Exercise goal:
The line containing "positive clicks: (276, 315) (370, 287)" marks the end: quote every line from the start of the records below through it, word for word.

Saved data entries
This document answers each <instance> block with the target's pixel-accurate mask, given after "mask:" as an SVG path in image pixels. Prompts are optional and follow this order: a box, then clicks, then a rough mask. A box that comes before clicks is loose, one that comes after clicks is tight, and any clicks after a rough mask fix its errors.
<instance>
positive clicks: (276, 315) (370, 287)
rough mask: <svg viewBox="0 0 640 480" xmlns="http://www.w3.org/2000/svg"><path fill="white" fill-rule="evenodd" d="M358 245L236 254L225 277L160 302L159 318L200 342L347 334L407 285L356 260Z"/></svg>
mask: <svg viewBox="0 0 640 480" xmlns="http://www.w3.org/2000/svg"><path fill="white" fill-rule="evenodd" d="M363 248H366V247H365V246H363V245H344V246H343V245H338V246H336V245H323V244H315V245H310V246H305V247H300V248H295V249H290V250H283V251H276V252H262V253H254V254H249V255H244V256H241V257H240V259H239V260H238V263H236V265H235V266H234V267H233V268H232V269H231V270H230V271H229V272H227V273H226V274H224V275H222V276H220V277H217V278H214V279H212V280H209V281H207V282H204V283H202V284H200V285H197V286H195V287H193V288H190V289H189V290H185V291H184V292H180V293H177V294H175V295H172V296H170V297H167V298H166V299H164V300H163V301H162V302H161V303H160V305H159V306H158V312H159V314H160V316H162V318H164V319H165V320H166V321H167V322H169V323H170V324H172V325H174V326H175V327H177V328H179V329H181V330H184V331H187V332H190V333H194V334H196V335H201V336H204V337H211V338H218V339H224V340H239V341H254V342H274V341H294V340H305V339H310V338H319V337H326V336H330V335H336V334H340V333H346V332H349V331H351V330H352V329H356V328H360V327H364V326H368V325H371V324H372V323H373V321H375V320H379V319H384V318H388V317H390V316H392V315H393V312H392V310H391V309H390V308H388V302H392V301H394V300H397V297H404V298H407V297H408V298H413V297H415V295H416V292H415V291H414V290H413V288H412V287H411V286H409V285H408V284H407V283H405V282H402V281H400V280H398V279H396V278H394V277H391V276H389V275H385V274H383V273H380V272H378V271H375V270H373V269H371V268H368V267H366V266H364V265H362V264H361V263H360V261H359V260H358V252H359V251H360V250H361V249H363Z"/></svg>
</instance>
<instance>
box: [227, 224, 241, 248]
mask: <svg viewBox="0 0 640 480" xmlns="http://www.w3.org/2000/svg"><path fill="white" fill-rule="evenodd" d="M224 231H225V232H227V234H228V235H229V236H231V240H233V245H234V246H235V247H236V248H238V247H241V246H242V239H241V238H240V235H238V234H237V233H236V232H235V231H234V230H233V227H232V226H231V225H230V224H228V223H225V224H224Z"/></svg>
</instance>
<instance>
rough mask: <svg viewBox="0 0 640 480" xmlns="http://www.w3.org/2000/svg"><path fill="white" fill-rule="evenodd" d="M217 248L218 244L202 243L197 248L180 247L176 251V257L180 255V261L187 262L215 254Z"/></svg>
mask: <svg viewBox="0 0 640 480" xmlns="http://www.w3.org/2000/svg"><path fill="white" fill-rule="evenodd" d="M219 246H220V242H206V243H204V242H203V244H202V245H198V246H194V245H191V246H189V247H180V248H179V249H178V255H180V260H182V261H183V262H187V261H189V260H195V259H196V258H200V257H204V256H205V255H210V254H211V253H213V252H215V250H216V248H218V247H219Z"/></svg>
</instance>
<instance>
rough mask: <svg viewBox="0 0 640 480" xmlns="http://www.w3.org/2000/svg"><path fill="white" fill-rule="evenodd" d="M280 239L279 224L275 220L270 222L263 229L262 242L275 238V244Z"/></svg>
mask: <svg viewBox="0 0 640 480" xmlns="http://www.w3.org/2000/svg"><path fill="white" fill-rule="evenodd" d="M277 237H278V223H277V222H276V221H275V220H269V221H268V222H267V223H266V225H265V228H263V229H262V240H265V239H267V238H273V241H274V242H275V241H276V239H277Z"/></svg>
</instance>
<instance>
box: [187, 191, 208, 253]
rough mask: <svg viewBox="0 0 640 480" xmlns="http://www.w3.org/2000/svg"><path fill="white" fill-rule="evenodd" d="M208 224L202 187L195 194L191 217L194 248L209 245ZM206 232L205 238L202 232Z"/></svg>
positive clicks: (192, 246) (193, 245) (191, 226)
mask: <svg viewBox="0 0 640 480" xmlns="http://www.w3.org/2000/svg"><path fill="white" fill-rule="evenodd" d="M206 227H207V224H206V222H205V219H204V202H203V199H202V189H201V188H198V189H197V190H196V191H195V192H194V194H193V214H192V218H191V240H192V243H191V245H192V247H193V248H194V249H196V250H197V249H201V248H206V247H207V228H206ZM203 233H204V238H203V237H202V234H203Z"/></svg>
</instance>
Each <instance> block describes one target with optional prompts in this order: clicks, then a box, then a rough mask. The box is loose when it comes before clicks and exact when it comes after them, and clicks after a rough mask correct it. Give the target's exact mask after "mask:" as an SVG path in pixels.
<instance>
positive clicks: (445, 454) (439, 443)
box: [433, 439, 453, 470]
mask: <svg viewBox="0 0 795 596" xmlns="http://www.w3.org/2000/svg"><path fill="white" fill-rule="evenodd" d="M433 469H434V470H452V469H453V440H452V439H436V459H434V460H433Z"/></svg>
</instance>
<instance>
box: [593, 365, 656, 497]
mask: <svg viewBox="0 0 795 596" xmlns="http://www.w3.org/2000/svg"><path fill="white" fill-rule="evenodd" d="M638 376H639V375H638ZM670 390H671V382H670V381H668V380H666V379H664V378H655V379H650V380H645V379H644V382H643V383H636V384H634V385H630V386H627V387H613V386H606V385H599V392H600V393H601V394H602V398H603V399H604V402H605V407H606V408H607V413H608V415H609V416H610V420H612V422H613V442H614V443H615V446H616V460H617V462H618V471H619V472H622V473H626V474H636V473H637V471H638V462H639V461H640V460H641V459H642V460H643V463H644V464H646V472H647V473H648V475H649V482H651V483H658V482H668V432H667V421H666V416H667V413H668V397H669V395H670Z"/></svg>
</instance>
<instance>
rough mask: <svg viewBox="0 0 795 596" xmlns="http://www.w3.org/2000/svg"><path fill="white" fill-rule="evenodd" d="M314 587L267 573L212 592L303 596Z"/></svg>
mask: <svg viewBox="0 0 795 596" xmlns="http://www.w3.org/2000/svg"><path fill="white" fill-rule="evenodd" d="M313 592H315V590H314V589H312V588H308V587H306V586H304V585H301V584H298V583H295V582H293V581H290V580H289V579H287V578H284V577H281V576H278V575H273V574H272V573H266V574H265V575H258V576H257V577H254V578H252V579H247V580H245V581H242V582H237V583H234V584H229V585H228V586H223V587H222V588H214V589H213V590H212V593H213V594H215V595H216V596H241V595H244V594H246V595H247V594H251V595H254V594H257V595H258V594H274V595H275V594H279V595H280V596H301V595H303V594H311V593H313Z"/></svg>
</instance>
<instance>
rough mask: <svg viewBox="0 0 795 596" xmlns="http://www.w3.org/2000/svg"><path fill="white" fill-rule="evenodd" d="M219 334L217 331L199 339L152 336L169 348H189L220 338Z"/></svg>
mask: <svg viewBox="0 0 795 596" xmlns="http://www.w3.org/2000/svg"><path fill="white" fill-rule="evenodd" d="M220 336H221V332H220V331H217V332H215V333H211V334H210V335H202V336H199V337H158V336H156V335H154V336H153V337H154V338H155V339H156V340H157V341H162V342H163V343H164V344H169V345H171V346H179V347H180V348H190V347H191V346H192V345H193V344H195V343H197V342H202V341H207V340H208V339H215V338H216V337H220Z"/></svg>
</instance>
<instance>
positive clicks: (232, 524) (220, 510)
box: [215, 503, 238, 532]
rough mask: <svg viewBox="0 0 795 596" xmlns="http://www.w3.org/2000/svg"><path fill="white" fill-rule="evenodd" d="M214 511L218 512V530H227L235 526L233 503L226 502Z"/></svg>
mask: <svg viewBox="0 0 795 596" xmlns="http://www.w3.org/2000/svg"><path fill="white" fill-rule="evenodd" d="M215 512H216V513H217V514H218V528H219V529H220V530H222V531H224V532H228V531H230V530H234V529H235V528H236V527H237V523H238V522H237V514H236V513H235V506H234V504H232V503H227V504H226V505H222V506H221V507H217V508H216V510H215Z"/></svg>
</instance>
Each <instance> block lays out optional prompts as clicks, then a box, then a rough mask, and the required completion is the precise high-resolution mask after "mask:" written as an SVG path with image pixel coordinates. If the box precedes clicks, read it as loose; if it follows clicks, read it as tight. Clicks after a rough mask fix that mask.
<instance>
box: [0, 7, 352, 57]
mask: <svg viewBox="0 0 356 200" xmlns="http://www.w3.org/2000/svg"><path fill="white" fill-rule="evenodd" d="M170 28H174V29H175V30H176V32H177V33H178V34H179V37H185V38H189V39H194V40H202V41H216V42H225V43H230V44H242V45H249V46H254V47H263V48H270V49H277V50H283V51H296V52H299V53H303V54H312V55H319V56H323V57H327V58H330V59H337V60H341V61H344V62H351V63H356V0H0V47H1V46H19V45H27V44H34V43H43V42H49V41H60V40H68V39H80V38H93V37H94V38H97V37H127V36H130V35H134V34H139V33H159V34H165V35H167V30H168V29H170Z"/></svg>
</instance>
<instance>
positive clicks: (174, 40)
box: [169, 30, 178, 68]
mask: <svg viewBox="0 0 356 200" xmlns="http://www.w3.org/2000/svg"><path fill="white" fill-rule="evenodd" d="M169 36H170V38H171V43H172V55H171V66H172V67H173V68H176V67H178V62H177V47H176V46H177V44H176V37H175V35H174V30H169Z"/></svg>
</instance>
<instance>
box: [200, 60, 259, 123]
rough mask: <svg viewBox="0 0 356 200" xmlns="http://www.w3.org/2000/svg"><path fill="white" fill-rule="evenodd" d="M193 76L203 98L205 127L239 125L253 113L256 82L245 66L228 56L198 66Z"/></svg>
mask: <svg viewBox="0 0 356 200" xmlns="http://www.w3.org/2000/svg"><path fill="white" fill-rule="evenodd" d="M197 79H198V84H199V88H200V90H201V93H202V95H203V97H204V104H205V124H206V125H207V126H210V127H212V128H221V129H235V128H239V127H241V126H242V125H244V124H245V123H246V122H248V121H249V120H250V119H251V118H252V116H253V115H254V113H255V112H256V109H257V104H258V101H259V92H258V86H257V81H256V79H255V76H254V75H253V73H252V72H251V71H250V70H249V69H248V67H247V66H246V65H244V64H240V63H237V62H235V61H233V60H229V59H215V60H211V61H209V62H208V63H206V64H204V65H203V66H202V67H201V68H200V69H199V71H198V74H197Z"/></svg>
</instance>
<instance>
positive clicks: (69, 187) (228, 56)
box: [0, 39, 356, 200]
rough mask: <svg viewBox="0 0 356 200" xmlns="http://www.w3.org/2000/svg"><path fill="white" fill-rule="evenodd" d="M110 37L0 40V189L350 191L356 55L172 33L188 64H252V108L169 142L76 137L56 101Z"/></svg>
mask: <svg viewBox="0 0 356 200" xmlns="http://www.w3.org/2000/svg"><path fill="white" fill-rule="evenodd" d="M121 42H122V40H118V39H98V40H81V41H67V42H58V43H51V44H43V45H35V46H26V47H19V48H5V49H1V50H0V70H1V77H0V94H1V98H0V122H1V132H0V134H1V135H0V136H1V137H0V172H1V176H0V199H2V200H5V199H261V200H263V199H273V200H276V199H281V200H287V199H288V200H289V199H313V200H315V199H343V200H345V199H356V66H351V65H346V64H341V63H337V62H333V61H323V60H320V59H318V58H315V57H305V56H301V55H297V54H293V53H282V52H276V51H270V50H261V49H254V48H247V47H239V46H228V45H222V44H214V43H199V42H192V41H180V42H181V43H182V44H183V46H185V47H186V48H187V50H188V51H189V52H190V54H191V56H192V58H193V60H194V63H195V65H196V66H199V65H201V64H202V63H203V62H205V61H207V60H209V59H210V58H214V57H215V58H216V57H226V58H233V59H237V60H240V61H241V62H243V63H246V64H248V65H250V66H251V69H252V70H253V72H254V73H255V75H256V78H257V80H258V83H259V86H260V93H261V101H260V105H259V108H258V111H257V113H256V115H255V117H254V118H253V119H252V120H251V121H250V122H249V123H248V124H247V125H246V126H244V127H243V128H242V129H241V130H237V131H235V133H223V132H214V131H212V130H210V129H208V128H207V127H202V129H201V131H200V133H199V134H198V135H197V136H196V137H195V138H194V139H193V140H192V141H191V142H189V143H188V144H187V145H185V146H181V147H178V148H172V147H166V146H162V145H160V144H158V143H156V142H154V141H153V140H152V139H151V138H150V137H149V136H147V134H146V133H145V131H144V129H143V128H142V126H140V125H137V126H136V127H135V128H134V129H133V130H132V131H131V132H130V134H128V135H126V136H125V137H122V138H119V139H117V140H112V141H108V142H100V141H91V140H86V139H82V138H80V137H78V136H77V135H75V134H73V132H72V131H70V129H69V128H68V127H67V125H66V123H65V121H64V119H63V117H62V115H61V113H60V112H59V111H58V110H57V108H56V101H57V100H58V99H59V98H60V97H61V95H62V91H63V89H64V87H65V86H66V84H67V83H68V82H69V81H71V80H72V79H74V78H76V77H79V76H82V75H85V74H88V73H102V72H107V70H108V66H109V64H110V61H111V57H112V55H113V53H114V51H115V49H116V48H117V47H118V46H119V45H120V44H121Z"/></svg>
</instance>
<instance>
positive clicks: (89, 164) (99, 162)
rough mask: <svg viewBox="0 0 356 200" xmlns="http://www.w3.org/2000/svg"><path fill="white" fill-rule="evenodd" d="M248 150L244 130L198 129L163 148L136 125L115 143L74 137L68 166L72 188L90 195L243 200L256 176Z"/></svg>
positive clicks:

Exercise solution:
This document answers each <instance> block with the target's pixel-accurate mask, given after "mask:" as an SVG path in image pixels. Prompts are optional and follow this order: a box, then clicks, then a rough mask. A box that comes before clicks is loose, one that comes after clicks is tight, and any clicks after a rough mask fix its errors.
<instance>
positive clicks: (276, 315) (370, 287)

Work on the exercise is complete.